BEGIN

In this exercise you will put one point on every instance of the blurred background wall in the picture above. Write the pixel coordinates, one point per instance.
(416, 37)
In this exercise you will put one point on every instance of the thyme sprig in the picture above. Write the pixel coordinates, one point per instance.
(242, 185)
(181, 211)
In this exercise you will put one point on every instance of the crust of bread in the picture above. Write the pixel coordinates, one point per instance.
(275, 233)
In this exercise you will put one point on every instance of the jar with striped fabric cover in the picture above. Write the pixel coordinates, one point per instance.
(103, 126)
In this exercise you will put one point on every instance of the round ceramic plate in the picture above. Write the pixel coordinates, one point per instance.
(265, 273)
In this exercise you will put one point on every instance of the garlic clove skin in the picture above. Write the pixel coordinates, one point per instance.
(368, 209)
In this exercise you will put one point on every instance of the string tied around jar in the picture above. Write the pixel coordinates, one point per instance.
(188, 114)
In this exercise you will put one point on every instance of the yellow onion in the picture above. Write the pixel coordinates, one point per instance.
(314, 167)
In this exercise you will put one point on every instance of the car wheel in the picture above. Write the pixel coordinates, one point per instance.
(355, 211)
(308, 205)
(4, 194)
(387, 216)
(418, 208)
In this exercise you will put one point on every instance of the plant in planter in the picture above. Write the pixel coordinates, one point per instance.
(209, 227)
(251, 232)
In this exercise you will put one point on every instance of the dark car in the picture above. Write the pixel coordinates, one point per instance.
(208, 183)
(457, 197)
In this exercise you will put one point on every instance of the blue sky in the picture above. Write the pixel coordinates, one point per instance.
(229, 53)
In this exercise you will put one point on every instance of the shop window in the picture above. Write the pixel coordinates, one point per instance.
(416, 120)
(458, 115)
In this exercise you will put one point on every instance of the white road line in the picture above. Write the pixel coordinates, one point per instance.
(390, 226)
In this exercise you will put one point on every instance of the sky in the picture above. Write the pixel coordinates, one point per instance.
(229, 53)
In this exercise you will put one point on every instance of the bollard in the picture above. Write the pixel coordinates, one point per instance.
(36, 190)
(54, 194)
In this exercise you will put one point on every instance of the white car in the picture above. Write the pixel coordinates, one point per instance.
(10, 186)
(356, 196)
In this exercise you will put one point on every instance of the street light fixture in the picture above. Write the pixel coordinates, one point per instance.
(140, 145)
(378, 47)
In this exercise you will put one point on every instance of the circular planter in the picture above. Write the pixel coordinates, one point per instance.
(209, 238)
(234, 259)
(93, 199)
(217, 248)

END

> _TASK PROMPT_
Reproduce the final stretch of the data above: every line from the one holding "of the circular" through the end, inclusive, exactly as written and nothing else.

> _TASK RESPONSE_
In this exercise you will put one point on every instance of the circular planter in the picture above. Write the pixel coordinates, one point per instance.
(209, 238)
(234, 259)
(93, 199)
(217, 248)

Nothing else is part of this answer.